◆ What the exercise asks
Pictures in the data below are not part of the copy; transcribe everything else exactly.

== Recorded data ==

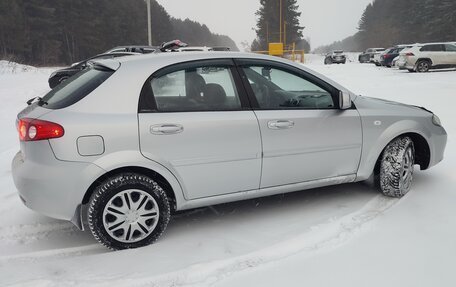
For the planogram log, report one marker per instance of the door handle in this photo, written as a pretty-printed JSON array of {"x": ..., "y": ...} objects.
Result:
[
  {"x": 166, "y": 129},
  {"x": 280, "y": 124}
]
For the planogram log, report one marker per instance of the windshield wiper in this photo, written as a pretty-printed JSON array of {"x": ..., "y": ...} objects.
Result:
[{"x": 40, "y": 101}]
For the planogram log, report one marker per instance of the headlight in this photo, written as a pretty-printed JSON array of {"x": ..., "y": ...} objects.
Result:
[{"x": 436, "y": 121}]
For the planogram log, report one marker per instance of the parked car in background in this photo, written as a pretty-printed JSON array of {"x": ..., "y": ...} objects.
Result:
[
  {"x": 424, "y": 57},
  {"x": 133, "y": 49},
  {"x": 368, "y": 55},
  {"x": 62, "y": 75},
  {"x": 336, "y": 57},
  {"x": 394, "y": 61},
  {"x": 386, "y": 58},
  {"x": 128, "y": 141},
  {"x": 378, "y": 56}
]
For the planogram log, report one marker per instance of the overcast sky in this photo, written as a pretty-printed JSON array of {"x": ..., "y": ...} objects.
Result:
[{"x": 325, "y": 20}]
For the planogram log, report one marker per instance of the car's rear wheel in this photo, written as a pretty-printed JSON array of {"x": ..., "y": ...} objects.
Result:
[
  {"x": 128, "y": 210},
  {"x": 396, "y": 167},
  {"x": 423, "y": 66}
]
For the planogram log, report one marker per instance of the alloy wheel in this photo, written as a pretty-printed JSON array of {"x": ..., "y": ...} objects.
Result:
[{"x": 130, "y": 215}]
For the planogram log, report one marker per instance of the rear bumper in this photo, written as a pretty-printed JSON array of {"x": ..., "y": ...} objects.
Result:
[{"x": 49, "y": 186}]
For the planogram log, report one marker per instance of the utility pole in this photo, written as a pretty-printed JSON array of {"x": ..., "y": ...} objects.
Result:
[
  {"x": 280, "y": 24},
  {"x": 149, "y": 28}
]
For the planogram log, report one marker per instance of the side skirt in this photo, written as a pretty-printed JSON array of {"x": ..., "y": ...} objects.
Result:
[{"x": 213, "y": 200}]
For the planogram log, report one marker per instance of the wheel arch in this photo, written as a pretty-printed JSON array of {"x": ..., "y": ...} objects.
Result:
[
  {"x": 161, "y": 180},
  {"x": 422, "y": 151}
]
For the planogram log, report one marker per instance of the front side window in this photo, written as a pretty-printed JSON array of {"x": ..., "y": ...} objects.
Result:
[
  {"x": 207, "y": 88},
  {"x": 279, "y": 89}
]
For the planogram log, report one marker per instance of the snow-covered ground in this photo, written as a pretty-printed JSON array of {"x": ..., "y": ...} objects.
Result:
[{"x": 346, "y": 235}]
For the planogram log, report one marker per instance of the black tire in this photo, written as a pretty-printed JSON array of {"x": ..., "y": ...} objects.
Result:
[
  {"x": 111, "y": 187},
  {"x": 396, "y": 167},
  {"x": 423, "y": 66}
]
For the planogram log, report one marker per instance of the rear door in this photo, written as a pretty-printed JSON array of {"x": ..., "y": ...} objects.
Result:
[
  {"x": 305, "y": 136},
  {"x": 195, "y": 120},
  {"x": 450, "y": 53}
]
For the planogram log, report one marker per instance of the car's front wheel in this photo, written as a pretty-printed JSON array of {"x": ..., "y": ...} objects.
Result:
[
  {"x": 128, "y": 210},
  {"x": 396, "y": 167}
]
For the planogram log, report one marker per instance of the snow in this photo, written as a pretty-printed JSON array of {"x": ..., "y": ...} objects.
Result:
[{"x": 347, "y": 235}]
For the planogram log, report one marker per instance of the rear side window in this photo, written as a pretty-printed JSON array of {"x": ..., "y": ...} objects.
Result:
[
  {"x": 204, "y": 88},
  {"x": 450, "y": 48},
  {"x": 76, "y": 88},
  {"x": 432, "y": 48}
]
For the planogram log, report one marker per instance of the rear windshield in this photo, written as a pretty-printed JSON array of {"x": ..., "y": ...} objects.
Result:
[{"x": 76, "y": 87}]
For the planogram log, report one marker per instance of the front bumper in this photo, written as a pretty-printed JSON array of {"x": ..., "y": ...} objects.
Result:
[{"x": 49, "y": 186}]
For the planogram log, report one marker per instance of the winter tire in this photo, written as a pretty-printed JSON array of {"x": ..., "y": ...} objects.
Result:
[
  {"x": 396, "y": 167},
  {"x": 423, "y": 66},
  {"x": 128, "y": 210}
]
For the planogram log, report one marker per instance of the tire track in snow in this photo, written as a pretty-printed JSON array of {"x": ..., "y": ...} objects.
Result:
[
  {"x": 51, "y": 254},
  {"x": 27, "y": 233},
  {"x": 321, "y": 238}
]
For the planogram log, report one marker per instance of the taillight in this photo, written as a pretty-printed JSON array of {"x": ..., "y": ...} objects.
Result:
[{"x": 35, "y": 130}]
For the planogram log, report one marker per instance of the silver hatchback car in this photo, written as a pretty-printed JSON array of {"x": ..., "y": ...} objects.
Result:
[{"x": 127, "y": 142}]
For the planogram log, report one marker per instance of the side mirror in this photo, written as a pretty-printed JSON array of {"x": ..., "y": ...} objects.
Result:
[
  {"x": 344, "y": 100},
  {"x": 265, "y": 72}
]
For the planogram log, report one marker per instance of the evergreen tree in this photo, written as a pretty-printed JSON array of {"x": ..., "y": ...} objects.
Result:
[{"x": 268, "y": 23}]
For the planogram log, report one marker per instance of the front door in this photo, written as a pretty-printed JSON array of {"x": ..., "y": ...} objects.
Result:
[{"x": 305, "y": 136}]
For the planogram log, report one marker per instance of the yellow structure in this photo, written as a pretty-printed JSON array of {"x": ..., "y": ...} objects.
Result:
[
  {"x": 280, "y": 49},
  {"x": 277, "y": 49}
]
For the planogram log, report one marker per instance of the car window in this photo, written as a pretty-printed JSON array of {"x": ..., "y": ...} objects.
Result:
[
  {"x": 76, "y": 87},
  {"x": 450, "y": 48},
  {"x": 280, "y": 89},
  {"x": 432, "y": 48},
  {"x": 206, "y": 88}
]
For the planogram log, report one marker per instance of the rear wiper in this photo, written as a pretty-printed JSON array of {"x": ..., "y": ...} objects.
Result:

===

◆ Reply to the task
For the planogram log, report one marker per instance of the door handle in this photo, written as a pretty-printed JSON array of {"x": ..., "y": ...} objects.
Result:
[
  {"x": 166, "y": 129},
  {"x": 280, "y": 124}
]
For the planogram log, report one marker per instance of the windshield wiper in this photo, written as a pretty-printed JSON array of {"x": ..., "y": ...} objects.
Result:
[{"x": 40, "y": 101}]
For the planogram log, report one marker per instance of the headlight in this photo, written as a pretty-printed JSON array of {"x": ..., "y": ...} objects.
Result:
[{"x": 436, "y": 121}]
For the planogram log, report one marker per instance of the parked car in background in this photo, written as a pretty-printed JSON array of {"x": ..., "y": ...} objects.
Result:
[
  {"x": 424, "y": 57},
  {"x": 133, "y": 49},
  {"x": 368, "y": 55},
  {"x": 62, "y": 75},
  {"x": 336, "y": 57},
  {"x": 394, "y": 61},
  {"x": 386, "y": 58},
  {"x": 128, "y": 141},
  {"x": 378, "y": 56}
]
For the planogram log, report one marker per instance of the overcast sky in this photo, written as a pretty-printed JSON array of {"x": ..., "y": ...} objects.
Result:
[{"x": 325, "y": 20}]
For the planogram log, report one marker per instance of the car's rear wheel in this photo, written as a pretty-printed JSON array of {"x": ..., "y": ...} objects.
Result:
[
  {"x": 128, "y": 210},
  {"x": 396, "y": 167},
  {"x": 423, "y": 66}
]
For the planogram log, report one marker per instance of the alloy wheel in this photo, written as a pretty-printed JSON array of {"x": ..., "y": ...} objects.
Result:
[{"x": 130, "y": 215}]
For the planogram log, report one marker per instance of the rear bumper in this photo, written as a pretty-printed JSON array of {"x": ..., "y": ...} objects.
Result:
[{"x": 49, "y": 186}]
For the planogram log, report one marker per instance of the utility pole in this photo, written as a pretty-printed JSON array of {"x": ..., "y": ...} objects.
Result:
[
  {"x": 280, "y": 24},
  {"x": 149, "y": 28}
]
For the planogram log, report one marker per instance of the side skirt in this photo, written as a pretty-printed JSON array of {"x": ..., "y": ...} objects.
Result:
[{"x": 213, "y": 200}]
For the planogram log, report one marker per instance of the wheel arch in this photo, written as a pretty-printed JSON array of {"x": ..., "y": ...} objects.
Result:
[
  {"x": 161, "y": 180},
  {"x": 422, "y": 151}
]
For the planogram log, report one marker per instance of the front side window in this photo, written as a pretty-printed JSON array of {"x": ..., "y": ...} objects.
Result:
[
  {"x": 207, "y": 88},
  {"x": 279, "y": 89}
]
For the planogram log, report one marker per instance of the snow-covered ground in this photo, written as a pretty-printed JSON array of {"x": ..., "y": ...} objects.
Result:
[{"x": 346, "y": 235}]
For the planogram log, report one marker per instance of the black tire in this photo, written as a pretty-printed JSON array of {"x": ..., "y": ...} objects.
Result:
[
  {"x": 111, "y": 187},
  {"x": 396, "y": 167},
  {"x": 423, "y": 66}
]
For the planogram log, report one marker per instance of the rear door in this photo, written as a pretty-printed JSON array of {"x": ..., "y": ...} objects.
Result:
[
  {"x": 305, "y": 136},
  {"x": 195, "y": 120},
  {"x": 450, "y": 53}
]
For the planogram log, report one marker per instance of the car's front wheel in this photo, written as a pretty-printed JSON array of {"x": ..., "y": ...} objects.
Result:
[
  {"x": 128, "y": 210},
  {"x": 396, "y": 167}
]
For the planogram log, report one marker per instance of the snow in this photo, written as a pretty-printed JSON array of {"x": ..., "y": ...} objects.
Result:
[{"x": 347, "y": 235}]
For the planogram log, report one marker per instance of the rear side window in this photo, written as a pretty-printed JSON array of {"x": ..., "y": ...} objects.
Result:
[
  {"x": 204, "y": 88},
  {"x": 450, "y": 48},
  {"x": 76, "y": 88},
  {"x": 432, "y": 48}
]
For the planogram log, report one marker per instance of the rear windshield in this photo, written as a pretty-printed JSON array of {"x": ..., "y": ...} objects.
Result:
[{"x": 76, "y": 87}]
For the planogram log, report one marker per instance of the front bumper in this photo, written as a pretty-printed JSON array of {"x": ..., "y": ...} objects.
Result:
[{"x": 49, "y": 186}]
For the planogram log, report one marker per instance of the winter tire in this photo, written as a pretty-printed JSON array of {"x": ..., "y": ...} objects.
Result:
[
  {"x": 396, "y": 167},
  {"x": 423, "y": 66},
  {"x": 128, "y": 210}
]
For the planogram log, report one marker per instance of the tire track in snow in this photo, written as a pretty-printed JSON array of {"x": ..., "y": ...} objects.
Result:
[
  {"x": 51, "y": 254},
  {"x": 27, "y": 233},
  {"x": 321, "y": 238}
]
For the planogram log, report one marker per instance of the taillight in this photo, written as a pretty-printed JSON array of {"x": ..., "y": ...} objects.
Result:
[{"x": 35, "y": 130}]
For the planogram log, report one marker per instance of the silver hatchback car in this photo, written as a pretty-printed JSON array of {"x": ..., "y": ...} objects.
Result:
[{"x": 127, "y": 142}]
For the planogram log, report one marker per instance of the side mirror in this photo, written as a pretty-printed JSON array of {"x": ..., "y": ...} objects.
Result:
[
  {"x": 344, "y": 100},
  {"x": 265, "y": 72}
]
For the planogram log, report one marker per instance of the evergreen tree in this photo, written as a pretty-printed JSON array of {"x": ..., "y": ...} objects.
Result:
[{"x": 268, "y": 23}]
For the planogram log, report one marker per instance of the front door in this photo, written as a pretty-printed JSON array of {"x": ..., "y": ...} objects.
Result:
[{"x": 305, "y": 136}]
For the planogram log, report one marker per instance of the yellow structure in this photo, written as a pretty-printed JSON array of {"x": ..., "y": ...} objects.
Result:
[
  {"x": 280, "y": 49},
  {"x": 277, "y": 49}
]
For the planogram log, report one marker per instance of the car window in this photo, written as a pretty-printed JSON array of {"x": ..., "y": ...} objects.
Result:
[
  {"x": 76, "y": 87},
  {"x": 450, "y": 48},
  {"x": 280, "y": 89},
  {"x": 432, "y": 48},
  {"x": 206, "y": 88}
]
For the planogram log, report one marker per instance of the rear wiper in this photo, written as a pretty-printed JSON array of {"x": ..., "y": ...} objects.
Result:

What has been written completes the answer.